■ **Task details**: Using the entries that follow, give the number of lines containing the string "table". Write nothing besides that number.

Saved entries

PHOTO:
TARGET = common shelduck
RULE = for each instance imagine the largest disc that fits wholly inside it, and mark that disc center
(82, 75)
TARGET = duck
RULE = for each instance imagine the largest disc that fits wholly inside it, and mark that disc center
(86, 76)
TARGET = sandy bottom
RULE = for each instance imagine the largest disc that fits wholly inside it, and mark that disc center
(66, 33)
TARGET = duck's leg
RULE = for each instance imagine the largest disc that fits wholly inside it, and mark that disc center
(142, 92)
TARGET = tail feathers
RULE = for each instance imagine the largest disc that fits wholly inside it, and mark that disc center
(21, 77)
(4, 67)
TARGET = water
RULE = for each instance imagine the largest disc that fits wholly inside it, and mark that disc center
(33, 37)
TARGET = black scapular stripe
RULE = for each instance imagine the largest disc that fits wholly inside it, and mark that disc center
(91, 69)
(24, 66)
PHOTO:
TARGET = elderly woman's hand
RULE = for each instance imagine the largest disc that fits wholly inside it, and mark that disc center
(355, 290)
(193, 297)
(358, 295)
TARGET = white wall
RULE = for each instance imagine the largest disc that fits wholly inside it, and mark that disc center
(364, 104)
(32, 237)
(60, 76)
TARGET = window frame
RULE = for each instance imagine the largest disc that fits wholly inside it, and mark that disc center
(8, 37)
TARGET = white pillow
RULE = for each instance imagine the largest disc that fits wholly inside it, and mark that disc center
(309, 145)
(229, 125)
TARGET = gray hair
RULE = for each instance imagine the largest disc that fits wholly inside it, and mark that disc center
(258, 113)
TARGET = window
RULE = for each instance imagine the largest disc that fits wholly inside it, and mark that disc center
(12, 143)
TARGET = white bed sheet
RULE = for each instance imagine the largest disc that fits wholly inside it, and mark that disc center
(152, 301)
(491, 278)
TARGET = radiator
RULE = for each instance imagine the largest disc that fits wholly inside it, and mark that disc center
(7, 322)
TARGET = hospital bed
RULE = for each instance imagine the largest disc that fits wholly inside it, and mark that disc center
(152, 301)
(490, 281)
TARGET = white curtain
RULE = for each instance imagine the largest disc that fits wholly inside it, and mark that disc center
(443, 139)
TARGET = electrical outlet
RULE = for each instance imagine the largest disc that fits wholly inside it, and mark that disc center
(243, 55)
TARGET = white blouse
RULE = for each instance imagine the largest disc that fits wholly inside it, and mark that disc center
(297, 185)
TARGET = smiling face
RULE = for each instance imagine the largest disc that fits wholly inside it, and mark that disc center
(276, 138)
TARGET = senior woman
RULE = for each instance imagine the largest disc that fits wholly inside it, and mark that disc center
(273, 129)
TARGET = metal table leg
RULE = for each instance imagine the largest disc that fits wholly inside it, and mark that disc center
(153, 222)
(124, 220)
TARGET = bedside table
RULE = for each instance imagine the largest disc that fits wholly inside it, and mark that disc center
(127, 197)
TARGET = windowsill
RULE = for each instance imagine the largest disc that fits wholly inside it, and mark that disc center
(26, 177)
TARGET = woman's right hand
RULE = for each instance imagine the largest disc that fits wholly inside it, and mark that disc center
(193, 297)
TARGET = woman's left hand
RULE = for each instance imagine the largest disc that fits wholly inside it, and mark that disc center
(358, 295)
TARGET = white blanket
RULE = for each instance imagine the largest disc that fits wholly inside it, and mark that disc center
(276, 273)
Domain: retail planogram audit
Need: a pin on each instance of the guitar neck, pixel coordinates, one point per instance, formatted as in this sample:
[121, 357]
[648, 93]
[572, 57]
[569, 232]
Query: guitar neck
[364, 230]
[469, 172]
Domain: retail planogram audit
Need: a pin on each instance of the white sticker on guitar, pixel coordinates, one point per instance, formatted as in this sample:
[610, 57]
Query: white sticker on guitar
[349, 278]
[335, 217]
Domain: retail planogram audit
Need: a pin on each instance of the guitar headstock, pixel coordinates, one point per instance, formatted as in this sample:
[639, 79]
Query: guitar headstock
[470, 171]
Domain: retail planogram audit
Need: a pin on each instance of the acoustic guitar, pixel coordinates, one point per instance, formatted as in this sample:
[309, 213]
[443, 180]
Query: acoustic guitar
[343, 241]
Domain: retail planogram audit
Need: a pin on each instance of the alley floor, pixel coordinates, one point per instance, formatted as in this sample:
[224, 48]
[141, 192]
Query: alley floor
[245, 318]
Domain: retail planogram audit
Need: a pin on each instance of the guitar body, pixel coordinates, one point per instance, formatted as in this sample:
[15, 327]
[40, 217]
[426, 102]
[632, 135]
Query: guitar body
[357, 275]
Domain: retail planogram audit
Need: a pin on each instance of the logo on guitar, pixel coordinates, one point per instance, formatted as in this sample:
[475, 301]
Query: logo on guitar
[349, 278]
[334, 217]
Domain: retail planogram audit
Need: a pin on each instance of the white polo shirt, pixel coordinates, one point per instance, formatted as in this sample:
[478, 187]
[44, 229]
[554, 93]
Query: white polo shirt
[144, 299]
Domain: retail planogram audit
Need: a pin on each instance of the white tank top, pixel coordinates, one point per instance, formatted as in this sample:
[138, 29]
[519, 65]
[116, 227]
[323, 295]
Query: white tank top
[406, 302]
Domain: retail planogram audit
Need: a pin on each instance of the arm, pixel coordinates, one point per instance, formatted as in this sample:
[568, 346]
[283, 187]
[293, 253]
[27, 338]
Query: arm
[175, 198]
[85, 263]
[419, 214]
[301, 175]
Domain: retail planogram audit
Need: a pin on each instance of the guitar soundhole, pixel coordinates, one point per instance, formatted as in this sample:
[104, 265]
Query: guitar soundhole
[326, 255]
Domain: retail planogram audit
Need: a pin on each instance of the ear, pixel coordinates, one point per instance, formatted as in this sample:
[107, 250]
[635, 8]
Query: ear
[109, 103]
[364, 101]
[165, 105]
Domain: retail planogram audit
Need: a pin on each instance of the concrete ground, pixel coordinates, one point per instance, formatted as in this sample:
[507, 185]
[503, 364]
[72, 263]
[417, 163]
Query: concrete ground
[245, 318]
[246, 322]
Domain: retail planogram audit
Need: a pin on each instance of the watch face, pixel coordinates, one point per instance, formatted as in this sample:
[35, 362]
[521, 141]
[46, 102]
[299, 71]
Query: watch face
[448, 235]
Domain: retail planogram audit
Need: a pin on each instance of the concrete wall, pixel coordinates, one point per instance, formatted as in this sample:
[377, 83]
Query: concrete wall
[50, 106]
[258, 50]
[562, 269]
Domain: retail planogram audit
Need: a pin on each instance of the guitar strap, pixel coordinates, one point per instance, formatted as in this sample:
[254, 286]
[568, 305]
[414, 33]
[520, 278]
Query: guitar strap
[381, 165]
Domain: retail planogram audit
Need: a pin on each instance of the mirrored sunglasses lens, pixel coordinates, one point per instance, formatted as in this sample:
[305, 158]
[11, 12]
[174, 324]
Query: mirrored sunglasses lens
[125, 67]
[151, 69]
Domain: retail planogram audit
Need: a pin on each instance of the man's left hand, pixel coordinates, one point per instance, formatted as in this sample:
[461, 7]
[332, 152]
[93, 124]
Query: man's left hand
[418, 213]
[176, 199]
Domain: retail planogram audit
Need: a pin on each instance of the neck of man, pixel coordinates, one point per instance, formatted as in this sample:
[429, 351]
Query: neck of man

■ **Finished exercise**: 2